__Tarefas a realizar__:
- 1) Devolva, sem qualquer alteração, a parte do excerto do acórdão que começa nas palavras "Assim sendo, e" e termina após "Fevereiro de 1988).".
- 2) Segundo o excerto do acórdão, por que razão a norma cuja aplicação foi recusada é considerada inconstitucional? Responda em uma a três frases.
- 3) Prolongue o excerto do acórdão a partir da última frase apresentada.

__Excerto para leitura__:
^^^^^^^^

Assim sendo, e na decorrência do exposto, conclui-se no sentido da
inconstitucionalidade da norma cuja aplicação foi recusada, por violação do
disposto nos artigos 55.º, alínea d), e 57.º, n.º 2, da Constituição (na versão
saída da revisão de 1982), pois que, incindindo directamente e através da
determinação do montante do caucionamento exigível às entidades patronais, sobre
a garantia das pensões por acidentes de trabalho, matéria que integra o conceito
de «legislação do trabalho» foi emitida sem ter ocorrido na sua elaboração a
participação das organizações representativas dos trabalhadores — o diploma em
causa não faz qualquer referência a essa participação, sendo assim de
presumir-se a sua não efectivação (cfr. Acórdãos do Tribunal Constitucional n.os
451/87 e 15/88, Diário da República, I Série, de, respectivamente, 14 de
Dezembro de 1987 e 3 de Fevereiro de 1988).
III — A decisão
Nestes termos, decide-se negar provimento ao recurso e confirmar, embora só em
parte, a decisão recorrida.

^^^^^^^^

__Listagem apresentada__:
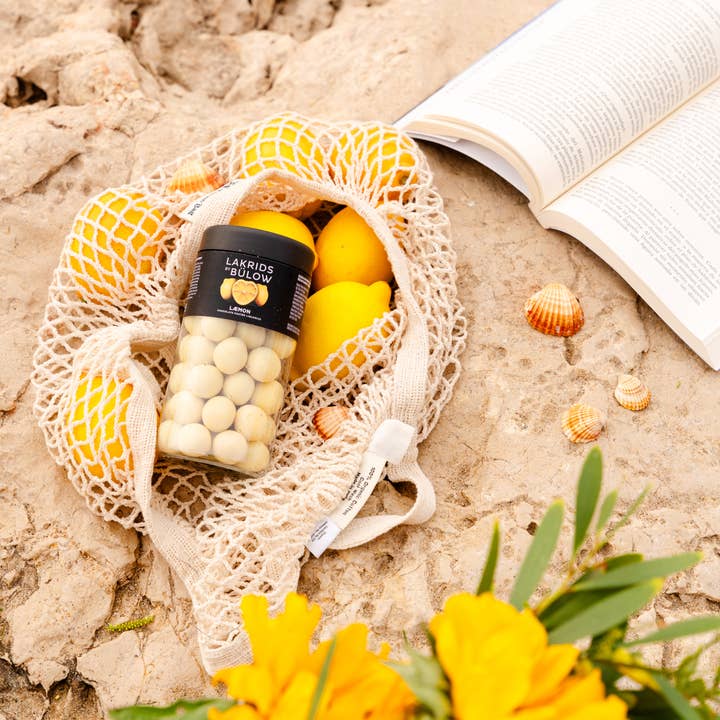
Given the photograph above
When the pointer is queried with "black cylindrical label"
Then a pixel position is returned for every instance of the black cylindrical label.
(248, 288)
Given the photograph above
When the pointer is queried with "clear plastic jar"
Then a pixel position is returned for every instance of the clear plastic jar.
(238, 335)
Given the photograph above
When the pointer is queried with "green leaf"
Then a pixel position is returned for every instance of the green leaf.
(587, 496)
(691, 626)
(488, 577)
(427, 682)
(538, 555)
(625, 519)
(606, 510)
(639, 571)
(606, 613)
(568, 606)
(322, 681)
(675, 699)
(185, 709)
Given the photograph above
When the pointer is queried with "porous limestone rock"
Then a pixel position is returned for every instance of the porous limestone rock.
(138, 84)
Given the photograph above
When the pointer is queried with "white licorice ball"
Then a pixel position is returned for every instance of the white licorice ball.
(263, 364)
(230, 355)
(191, 323)
(178, 377)
(204, 380)
(184, 408)
(168, 436)
(282, 345)
(268, 396)
(252, 335)
(239, 387)
(257, 458)
(254, 424)
(218, 413)
(196, 350)
(230, 447)
(217, 329)
(194, 440)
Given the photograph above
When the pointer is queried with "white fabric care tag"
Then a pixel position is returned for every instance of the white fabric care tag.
(191, 210)
(390, 443)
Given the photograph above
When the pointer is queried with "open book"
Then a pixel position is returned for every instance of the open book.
(606, 115)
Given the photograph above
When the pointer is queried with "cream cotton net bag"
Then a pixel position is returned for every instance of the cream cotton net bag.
(108, 339)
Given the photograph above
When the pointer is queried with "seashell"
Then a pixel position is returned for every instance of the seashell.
(554, 310)
(582, 423)
(193, 176)
(631, 393)
(328, 420)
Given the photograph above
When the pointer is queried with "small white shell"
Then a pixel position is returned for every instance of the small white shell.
(631, 393)
(582, 423)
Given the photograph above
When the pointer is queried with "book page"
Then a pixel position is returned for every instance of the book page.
(656, 206)
(583, 81)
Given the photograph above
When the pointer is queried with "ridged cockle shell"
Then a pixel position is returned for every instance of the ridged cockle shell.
(327, 420)
(194, 176)
(631, 393)
(554, 310)
(582, 423)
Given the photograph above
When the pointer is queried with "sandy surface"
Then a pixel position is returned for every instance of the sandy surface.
(110, 89)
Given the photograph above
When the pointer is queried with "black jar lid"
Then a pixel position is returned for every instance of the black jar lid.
(267, 245)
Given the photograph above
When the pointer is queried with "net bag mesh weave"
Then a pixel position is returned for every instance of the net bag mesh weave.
(108, 339)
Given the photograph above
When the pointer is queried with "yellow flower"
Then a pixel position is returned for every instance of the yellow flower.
(500, 666)
(281, 681)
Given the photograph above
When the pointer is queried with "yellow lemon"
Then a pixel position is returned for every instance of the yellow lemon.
(378, 156)
(281, 142)
(335, 314)
(97, 428)
(115, 238)
(348, 249)
(276, 222)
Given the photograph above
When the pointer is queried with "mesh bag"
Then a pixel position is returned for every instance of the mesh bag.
(109, 333)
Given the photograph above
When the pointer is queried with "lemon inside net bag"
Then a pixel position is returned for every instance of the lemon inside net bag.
(108, 339)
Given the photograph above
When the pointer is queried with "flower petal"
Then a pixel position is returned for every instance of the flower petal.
(554, 665)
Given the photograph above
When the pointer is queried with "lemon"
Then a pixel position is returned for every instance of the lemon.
(114, 239)
(281, 142)
(276, 222)
(335, 314)
(378, 156)
(97, 428)
(348, 249)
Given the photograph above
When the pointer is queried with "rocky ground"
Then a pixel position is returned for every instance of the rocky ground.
(93, 93)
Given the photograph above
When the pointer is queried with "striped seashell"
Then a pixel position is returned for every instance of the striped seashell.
(327, 420)
(582, 423)
(193, 176)
(631, 393)
(554, 310)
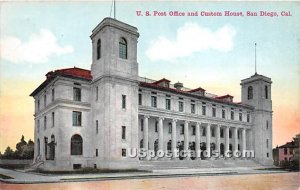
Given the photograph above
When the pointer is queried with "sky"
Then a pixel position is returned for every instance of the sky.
(211, 52)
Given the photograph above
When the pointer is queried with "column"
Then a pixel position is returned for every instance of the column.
(251, 141)
(160, 134)
(236, 141)
(226, 139)
(145, 139)
(208, 140)
(186, 137)
(244, 139)
(197, 146)
(218, 139)
(174, 140)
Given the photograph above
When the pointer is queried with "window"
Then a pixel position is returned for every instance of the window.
(123, 48)
(45, 122)
(76, 118)
(76, 145)
(223, 114)
(193, 130)
(140, 99)
(97, 127)
(76, 166)
(266, 92)
(250, 92)
(98, 49)
(168, 104)
(204, 131)
(192, 108)
(142, 125)
(212, 132)
(141, 143)
(38, 126)
(76, 94)
(45, 100)
(39, 105)
(232, 115)
(153, 101)
(38, 147)
(180, 106)
(123, 132)
(97, 93)
(181, 129)
(45, 146)
(123, 152)
(51, 145)
(169, 145)
(53, 119)
(123, 101)
(203, 110)
(214, 112)
(248, 117)
(53, 94)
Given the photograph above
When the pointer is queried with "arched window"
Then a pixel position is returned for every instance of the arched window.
(98, 49)
(76, 145)
(51, 146)
(141, 143)
(250, 92)
(266, 92)
(123, 48)
(156, 146)
(38, 147)
(169, 145)
(221, 149)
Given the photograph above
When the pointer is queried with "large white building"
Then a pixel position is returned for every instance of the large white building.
(90, 118)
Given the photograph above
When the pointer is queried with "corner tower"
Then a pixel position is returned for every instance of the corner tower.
(114, 94)
(256, 91)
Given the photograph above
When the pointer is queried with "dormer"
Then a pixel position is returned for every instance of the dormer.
(198, 91)
(163, 82)
(225, 98)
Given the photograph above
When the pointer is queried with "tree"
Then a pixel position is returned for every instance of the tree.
(8, 153)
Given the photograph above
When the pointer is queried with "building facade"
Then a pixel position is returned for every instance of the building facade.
(91, 118)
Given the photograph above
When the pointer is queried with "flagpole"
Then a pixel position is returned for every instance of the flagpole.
(255, 60)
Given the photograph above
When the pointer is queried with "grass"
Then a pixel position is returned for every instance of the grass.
(90, 171)
(5, 177)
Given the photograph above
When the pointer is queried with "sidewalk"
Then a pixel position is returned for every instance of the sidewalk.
(23, 177)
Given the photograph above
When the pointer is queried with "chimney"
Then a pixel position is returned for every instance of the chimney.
(178, 85)
(49, 74)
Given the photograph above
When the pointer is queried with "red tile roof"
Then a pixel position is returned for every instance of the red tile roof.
(225, 96)
(73, 72)
(161, 80)
(196, 89)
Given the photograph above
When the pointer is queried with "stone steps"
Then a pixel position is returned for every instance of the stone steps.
(177, 164)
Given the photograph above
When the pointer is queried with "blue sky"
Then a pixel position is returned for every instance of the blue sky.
(71, 24)
(53, 35)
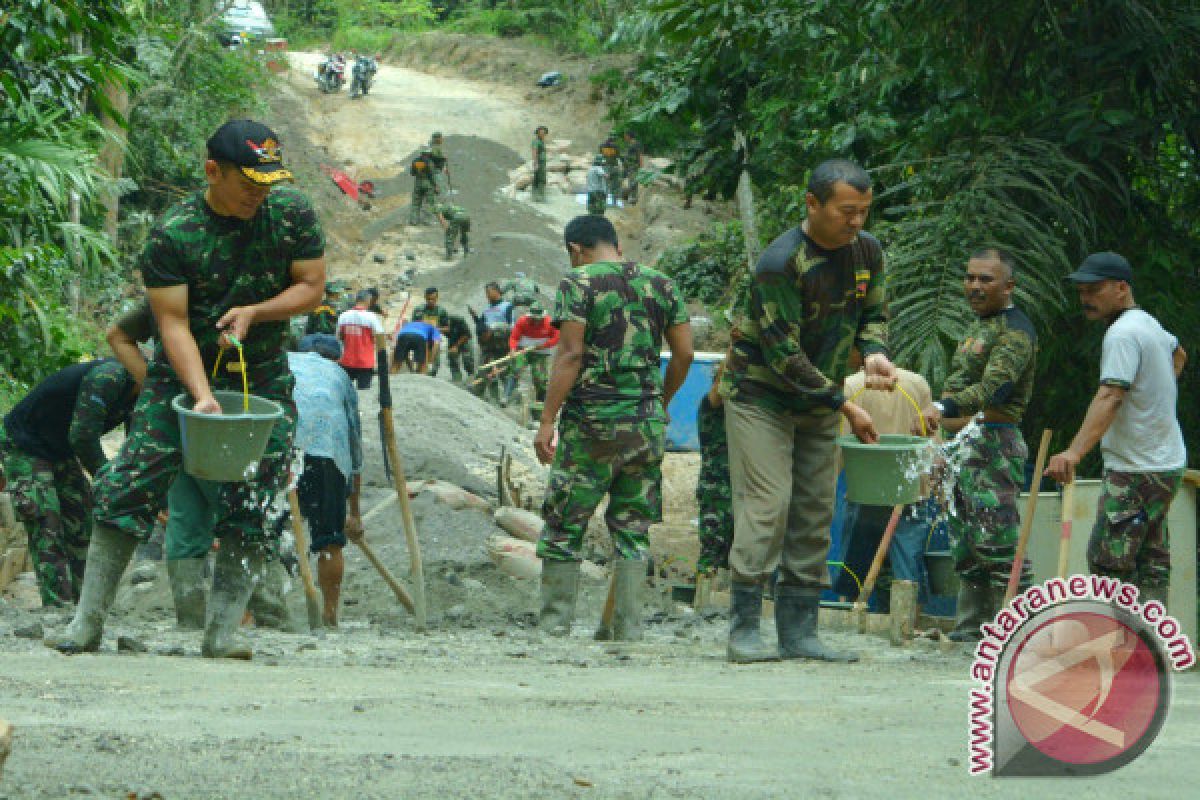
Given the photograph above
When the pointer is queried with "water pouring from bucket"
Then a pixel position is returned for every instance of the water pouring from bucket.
(226, 446)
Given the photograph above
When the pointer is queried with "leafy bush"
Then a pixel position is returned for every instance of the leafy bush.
(706, 268)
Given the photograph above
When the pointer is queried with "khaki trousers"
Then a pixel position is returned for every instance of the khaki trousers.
(783, 468)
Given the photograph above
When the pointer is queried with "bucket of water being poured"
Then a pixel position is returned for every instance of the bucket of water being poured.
(888, 473)
(226, 446)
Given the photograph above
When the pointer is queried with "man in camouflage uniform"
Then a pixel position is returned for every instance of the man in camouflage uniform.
(1133, 419)
(538, 188)
(492, 328)
(456, 223)
(522, 292)
(231, 263)
(714, 493)
(424, 187)
(460, 352)
(323, 319)
(610, 154)
(598, 186)
(815, 295)
(441, 166)
(993, 374)
(613, 318)
(633, 160)
(47, 441)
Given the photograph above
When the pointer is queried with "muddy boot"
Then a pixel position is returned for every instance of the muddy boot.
(233, 582)
(108, 554)
(267, 601)
(975, 607)
(745, 614)
(189, 583)
(796, 620)
(559, 585)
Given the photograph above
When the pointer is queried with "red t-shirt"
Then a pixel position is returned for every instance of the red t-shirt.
(533, 330)
(357, 328)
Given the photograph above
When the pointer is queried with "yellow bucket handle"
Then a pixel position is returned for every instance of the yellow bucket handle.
(924, 431)
(241, 360)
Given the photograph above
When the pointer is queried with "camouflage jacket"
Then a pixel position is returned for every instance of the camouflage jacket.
(459, 331)
(437, 316)
(322, 319)
(66, 414)
(423, 174)
(625, 308)
(798, 318)
(226, 262)
(993, 367)
(633, 156)
(521, 292)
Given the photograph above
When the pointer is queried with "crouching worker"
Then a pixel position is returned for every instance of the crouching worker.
(47, 441)
(232, 263)
(612, 318)
(330, 437)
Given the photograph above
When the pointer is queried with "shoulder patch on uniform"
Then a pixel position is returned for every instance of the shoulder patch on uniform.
(775, 258)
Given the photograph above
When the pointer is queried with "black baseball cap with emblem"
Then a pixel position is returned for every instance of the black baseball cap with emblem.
(252, 148)
(1103, 266)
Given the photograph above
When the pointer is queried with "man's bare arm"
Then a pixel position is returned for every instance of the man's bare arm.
(169, 307)
(306, 292)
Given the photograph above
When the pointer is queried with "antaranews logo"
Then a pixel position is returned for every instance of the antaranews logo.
(1074, 678)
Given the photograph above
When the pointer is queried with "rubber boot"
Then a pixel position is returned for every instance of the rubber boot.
(796, 620)
(233, 582)
(267, 601)
(189, 584)
(108, 554)
(559, 585)
(975, 607)
(745, 614)
(629, 576)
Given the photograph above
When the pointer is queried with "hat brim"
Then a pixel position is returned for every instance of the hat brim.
(267, 175)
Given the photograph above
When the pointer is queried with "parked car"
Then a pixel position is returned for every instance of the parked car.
(246, 19)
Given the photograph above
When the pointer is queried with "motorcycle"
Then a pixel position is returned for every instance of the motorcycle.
(363, 72)
(331, 74)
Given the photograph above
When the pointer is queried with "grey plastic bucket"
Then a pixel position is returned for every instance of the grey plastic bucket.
(226, 446)
(885, 474)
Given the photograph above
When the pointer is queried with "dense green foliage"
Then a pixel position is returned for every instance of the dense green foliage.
(1048, 128)
(84, 83)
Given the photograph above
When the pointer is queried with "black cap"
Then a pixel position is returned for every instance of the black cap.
(252, 148)
(1103, 266)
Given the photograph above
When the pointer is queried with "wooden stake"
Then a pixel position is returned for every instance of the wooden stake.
(310, 590)
(1031, 506)
(876, 565)
(1068, 503)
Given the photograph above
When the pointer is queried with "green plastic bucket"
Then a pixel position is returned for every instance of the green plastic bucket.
(225, 446)
(888, 473)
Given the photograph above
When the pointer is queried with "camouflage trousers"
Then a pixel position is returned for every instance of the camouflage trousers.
(461, 362)
(985, 523)
(538, 190)
(714, 492)
(132, 488)
(598, 202)
(423, 198)
(593, 458)
(53, 500)
(456, 232)
(1129, 540)
(489, 385)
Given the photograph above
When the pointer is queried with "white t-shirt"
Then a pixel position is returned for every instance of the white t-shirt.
(1145, 437)
(357, 328)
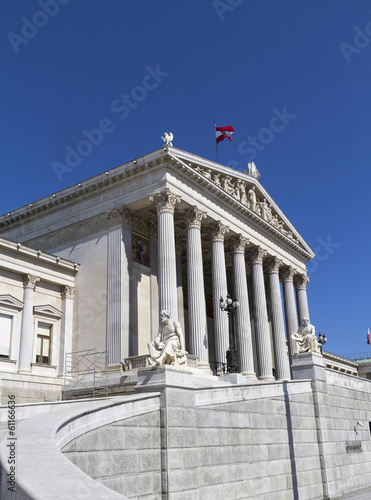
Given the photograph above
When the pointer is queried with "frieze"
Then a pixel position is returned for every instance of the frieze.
(287, 274)
(67, 292)
(256, 255)
(29, 281)
(193, 217)
(300, 281)
(165, 201)
(238, 243)
(217, 231)
(273, 265)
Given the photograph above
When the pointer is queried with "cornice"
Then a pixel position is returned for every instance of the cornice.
(44, 257)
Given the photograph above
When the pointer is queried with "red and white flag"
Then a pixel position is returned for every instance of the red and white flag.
(223, 132)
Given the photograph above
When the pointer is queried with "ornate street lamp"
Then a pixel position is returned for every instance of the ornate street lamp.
(230, 307)
(322, 339)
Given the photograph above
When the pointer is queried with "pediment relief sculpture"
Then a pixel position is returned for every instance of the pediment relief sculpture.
(248, 195)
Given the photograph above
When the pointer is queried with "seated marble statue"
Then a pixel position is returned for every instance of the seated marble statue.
(168, 346)
(305, 338)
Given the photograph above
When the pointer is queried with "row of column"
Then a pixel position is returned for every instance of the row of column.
(165, 202)
(27, 328)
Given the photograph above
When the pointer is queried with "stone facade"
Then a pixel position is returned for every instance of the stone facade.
(160, 232)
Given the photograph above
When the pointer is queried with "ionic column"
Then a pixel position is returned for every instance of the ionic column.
(219, 283)
(287, 275)
(65, 346)
(119, 251)
(278, 328)
(243, 325)
(300, 282)
(262, 336)
(196, 289)
(165, 202)
(26, 341)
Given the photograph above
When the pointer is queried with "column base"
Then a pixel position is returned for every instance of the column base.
(233, 378)
(204, 367)
(266, 378)
(250, 376)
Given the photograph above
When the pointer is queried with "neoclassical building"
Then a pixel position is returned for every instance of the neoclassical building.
(169, 230)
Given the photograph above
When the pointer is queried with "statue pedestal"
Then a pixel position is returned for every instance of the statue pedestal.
(308, 365)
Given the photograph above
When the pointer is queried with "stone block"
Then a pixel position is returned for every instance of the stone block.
(211, 475)
(138, 438)
(189, 418)
(148, 484)
(175, 437)
(202, 418)
(124, 462)
(207, 437)
(190, 458)
(99, 464)
(220, 419)
(182, 480)
(204, 456)
(221, 455)
(189, 437)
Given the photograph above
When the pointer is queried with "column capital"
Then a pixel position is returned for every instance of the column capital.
(287, 274)
(256, 255)
(238, 243)
(300, 281)
(29, 281)
(67, 292)
(217, 231)
(193, 217)
(273, 265)
(165, 201)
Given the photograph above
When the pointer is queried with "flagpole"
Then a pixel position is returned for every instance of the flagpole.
(216, 142)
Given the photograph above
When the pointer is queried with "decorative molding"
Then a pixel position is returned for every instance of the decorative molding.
(8, 300)
(141, 226)
(193, 217)
(82, 229)
(29, 281)
(67, 292)
(256, 255)
(287, 274)
(300, 281)
(217, 231)
(273, 265)
(165, 201)
(238, 243)
(48, 310)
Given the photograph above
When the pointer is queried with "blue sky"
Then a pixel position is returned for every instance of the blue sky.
(66, 65)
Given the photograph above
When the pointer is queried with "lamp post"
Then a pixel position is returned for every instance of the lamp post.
(322, 339)
(230, 307)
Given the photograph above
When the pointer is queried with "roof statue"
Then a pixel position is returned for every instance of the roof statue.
(252, 170)
(168, 138)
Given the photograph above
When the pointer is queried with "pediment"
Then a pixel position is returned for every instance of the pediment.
(8, 300)
(48, 310)
(245, 189)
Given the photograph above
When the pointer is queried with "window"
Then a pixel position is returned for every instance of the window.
(43, 343)
(5, 329)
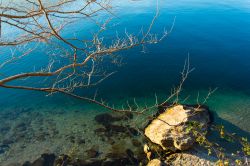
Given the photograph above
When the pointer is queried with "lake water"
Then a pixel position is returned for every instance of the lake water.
(215, 35)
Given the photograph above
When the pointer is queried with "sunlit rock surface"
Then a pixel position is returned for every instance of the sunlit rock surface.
(170, 128)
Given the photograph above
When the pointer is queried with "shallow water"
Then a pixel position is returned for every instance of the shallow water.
(216, 37)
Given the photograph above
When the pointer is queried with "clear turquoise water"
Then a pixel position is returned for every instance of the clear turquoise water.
(216, 35)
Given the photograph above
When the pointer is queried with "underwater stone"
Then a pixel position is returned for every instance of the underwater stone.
(169, 129)
(155, 162)
(92, 153)
(45, 160)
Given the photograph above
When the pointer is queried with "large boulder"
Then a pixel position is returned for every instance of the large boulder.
(171, 129)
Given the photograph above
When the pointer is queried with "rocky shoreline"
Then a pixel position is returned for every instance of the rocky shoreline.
(166, 139)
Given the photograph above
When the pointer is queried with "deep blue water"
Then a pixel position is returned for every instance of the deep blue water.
(216, 35)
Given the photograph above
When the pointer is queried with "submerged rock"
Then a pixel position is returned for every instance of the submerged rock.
(155, 162)
(170, 129)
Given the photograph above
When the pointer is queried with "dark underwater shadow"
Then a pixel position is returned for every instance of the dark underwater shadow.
(230, 147)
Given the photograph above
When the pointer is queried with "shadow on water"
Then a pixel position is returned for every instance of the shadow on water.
(230, 147)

^^^^^^^^

__Respostas por tarefa__:
- 1)
Assim sendo, e na decorrência do exposto, conclui-se no sentido da
inconstitucionalidade da norma cuja aplicação foi recusada, por violação do
disposto nos artigos 55.º, alínea d), e 57.º, n.º 2, da Constituição (na versão
saída da revisão de 1982), pois que, incindindo directamente e através da
determinação do montante do caucionamento exigível às entidades patronais, sobre
a garantia das pensões por acidentes de trabalho, matéria que integra o conceito
de «legislação do trabalho» foi emitida sem ter ocorrido na sua elaboração a
participação das organizações representativas dos trabalhadores — o diploma em
causa não faz qualquer referência a essa participação, sendo assim de
presumir-se a sua não efectivação (cfr. Acórdãos do Tribunal Constitucional n.os
451/87 e 15/88, Diário da República, I Série, de, respectivamente, 14 de
Dezembro de 1987 e 3 de Fevereiro de 1988).

- 2) A norma incide sobre a garantia das pensões por acidentes de trabalho, matéria que integra o conceito de «legislação do trabalho». No entanto, foi emitida sem a participação das organizações representativas dos trabalhadores na sua elaboração, o que viola os artigos 55.º, alínea d), e 57.º, n.º 2, da Constituição, na versão saída da revisão de 1982.

- 3)
Lisboa, 16 de Maio de 1995. — Antero Alves Monteiro Diniz — Alberto Tavares da
Costa — Vítor Nunes de Almeida — Maria Fernanda Palma — Armindo Ribeiro
Mendes (vencido nos termos da declaração de voto junta) — José Manuel Cardoso da
Costa [vencido: para além das acrescidas reservas que me merece a doutrina da
aplicabilidade aos «regulamentos» da exigência dos artigos 55.º, alínea d), e
57.º, n.º 2, alínea a), da Constituição, na redacção desta de 1982 — v., a esse
respeito, a declaração de voto que juntei ao Acórdão n.º 61/91 —, entendi que a
norma sub judicio não cabe, de todo o modo, na categoria «legislação do
trabalho», pelo essencial das razões constantes da declaração de voto do Ex.mo
Conselheiro Ribeiro Mendes].
DECLARAÇÃO DE VOTO
Votei vencido pelas razões que passo a referir.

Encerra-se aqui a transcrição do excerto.